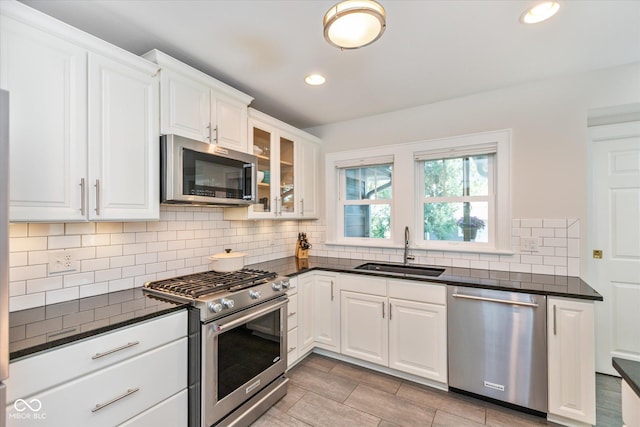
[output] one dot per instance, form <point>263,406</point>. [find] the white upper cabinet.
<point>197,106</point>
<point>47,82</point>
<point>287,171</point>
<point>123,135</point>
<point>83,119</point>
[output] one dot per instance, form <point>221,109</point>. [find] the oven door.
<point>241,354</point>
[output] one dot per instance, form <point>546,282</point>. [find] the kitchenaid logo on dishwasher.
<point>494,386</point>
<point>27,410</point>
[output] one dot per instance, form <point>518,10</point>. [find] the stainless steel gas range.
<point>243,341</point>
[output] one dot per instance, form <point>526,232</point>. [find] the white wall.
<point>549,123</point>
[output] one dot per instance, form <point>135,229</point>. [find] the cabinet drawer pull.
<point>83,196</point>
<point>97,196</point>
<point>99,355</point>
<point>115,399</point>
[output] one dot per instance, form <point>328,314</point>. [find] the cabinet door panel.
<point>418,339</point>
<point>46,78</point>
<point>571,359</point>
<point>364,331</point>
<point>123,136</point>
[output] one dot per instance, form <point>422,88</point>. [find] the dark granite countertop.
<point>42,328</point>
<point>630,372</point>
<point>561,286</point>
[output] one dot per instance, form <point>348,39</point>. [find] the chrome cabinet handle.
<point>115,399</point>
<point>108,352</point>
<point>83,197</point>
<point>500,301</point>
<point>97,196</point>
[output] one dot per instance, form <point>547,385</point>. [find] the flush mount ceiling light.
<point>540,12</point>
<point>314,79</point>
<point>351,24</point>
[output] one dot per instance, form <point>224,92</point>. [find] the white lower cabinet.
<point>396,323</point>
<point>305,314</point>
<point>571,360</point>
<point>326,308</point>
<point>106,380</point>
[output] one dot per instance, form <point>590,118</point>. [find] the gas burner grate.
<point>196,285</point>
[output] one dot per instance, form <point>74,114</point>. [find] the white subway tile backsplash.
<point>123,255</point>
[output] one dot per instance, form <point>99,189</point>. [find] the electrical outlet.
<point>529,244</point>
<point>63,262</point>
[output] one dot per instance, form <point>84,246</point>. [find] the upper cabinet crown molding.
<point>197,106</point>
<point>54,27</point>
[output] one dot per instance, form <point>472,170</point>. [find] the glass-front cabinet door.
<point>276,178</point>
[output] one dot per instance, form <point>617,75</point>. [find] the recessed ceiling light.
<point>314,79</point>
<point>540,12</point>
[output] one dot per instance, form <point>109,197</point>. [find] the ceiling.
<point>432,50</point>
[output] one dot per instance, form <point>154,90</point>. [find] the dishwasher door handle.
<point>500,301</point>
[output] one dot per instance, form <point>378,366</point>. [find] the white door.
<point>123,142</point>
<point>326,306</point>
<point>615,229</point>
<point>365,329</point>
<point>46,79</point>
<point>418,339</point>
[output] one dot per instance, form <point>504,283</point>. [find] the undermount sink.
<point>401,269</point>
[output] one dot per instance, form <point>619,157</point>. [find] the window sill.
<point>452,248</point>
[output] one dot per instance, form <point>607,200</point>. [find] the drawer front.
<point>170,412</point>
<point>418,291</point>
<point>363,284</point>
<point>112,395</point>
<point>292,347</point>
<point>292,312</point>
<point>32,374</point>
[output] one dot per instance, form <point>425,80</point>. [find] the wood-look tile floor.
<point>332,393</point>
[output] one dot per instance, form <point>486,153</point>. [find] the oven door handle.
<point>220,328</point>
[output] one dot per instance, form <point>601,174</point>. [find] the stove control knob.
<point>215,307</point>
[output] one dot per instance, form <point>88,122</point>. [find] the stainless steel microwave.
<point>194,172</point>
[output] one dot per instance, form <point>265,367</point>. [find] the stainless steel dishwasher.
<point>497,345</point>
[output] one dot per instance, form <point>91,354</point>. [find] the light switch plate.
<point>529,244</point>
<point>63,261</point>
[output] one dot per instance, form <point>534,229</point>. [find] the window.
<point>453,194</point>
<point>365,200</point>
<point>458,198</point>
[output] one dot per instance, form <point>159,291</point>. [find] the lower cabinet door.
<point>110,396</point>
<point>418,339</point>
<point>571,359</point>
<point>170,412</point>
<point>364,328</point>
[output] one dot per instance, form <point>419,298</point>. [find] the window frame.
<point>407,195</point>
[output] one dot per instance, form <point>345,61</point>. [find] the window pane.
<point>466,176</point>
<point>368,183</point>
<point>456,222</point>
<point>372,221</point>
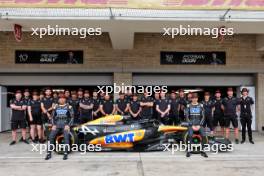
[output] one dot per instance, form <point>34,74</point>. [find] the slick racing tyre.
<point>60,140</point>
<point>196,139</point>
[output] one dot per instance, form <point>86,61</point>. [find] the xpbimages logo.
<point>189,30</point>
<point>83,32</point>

* **Exercise**
Transcribe the whole listing above exactly and leave out the pictures.

* **Completed exercise**
[output] one dot per instance, form <point>263,406</point>. [find] the white upper cabinet.
<point>197,106</point>
<point>47,82</point>
<point>287,171</point>
<point>123,135</point>
<point>83,119</point>
[output] one dot per instance, form <point>221,109</point>. [find] the oven door.
<point>241,354</point>
[output] one dot per instance, form <point>546,282</point>. [find] the kitchenaid logo on dishwasher.
<point>494,386</point>
<point>27,410</point>
[output] one dot per instance, form <point>518,10</point>. [find] the stainless steel gas range.
<point>243,341</point>
[output] one dot per instance, form <point>526,232</point>. [find] the white wall.
<point>549,123</point>
[output] one dot per instance, form <point>135,229</point>. [find] the cabinet drawer pull.
<point>83,196</point>
<point>97,196</point>
<point>99,355</point>
<point>115,399</point>
[output] one dot per instance, form <point>328,314</point>. [find] the cabinet door panel.
<point>418,339</point>
<point>46,78</point>
<point>571,359</point>
<point>364,331</point>
<point>123,136</point>
[output] one dot per instance, form <point>422,88</point>. [find] the dark granite countertop.
<point>42,328</point>
<point>630,372</point>
<point>561,286</point>
[output] one dot per instance, form <point>348,39</point>. [find] the chrome cabinet handle.
<point>115,399</point>
<point>108,352</point>
<point>83,197</point>
<point>500,301</point>
<point>97,196</point>
[output] one dot per instance, form <point>547,385</point>. [find] the flush mount ceiling light.
<point>540,12</point>
<point>314,79</point>
<point>351,24</point>
[output] one dot per instance, form <point>224,92</point>. [find] the white lower cabinet.
<point>396,323</point>
<point>305,314</point>
<point>571,360</point>
<point>326,308</point>
<point>106,380</point>
[output] one dot per instance, form <point>590,118</point>. [find] the gas burner grate.
<point>196,285</point>
[output] one dot per instance, form <point>74,114</point>. [find] the white subway tile backsplash.
<point>123,255</point>
[output] one dot per instance, form <point>99,189</point>. [find] the electrical outlet.
<point>529,244</point>
<point>63,262</point>
[output] one dot per instance, form <point>84,246</point>. [find] the upper cabinet crown molding.
<point>197,106</point>
<point>54,27</point>
[output] one dot per instance, form <point>472,170</point>. [find] the glass-front cabinet door.
<point>276,178</point>
[output] one dot per instance, form <point>617,75</point>. [find] the recessed ceiling light.
<point>314,79</point>
<point>540,12</point>
[output] one dot per instance, form <point>109,197</point>. [find] the ceiling.
<point>432,50</point>
[output] one dot per instance, form <point>154,90</point>. [find] the dishwasher door handle.
<point>500,301</point>
[output] one dot per instance, form <point>378,366</point>. [find] the white door.
<point>123,142</point>
<point>326,306</point>
<point>615,229</point>
<point>365,329</point>
<point>46,79</point>
<point>418,339</point>
[output] one dot per instance, form <point>504,283</point>. [find] the undermount sink.
<point>401,269</point>
[output] one dot per instance, form <point>619,157</point>. [find] the window sill.
<point>452,248</point>
[output] one dot per instance, form <point>607,200</point>. [find] the drawer front.
<point>170,412</point>
<point>418,291</point>
<point>363,284</point>
<point>112,395</point>
<point>292,347</point>
<point>292,312</point>
<point>32,374</point>
[output] one dot per instance, form <point>425,80</point>. [find] the wood-look tile floor.
<point>332,393</point>
[output] one dot per instance, form <point>486,153</point>. [find] the oven door handle.
<point>220,328</point>
[output] one dot per instance, form <point>601,174</point>. [find] the stove control knob.
<point>215,307</point>
[output] one dot per instance, form <point>88,122</point>. [find] the stainless steel microwave.
<point>194,172</point>
[output] one dot per instance, form <point>265,367</point>. [find] the stainless steel dishwasher.
<point>497,345</point>
[output] one dot per instance, form <point>91,354</point>. [find] the light switch plate.
<point>529,244</point>
<point>63,261</point>
[output] one dot per instance, form <point>534,229</point>. [find] the window.
<point>453,194</point>
<point>365,200</point>
<point>458,198</point>
[output] one dot per instance, form <point>159,291</point>. [find] the lower cabinet door.
<point>110,396</point>
<point>418,339</point>
<point>571,359</point>
<point>170,412</point>
<point>364,328</point>
[output] one dot per instance, form <point>419,298</point>. [find] the window frame.
<point>407,195</point>
[output] one dot per instance, form <point>345,61</point>. [find] the window pane.
<point>466,176</point>
<point>368,183</point>
<point>456,222</point>
<point>372,221</point>
[output] one dot per instance, form <point>34,74</point>. [find] the slick racing tyre.
<point>60,140</point>
<point>196,139</point>
[output] one dot per instance, form <point>86,61</point>. [find] the xpbimages logo.
<point>189,30</point>
<point>83,32</point>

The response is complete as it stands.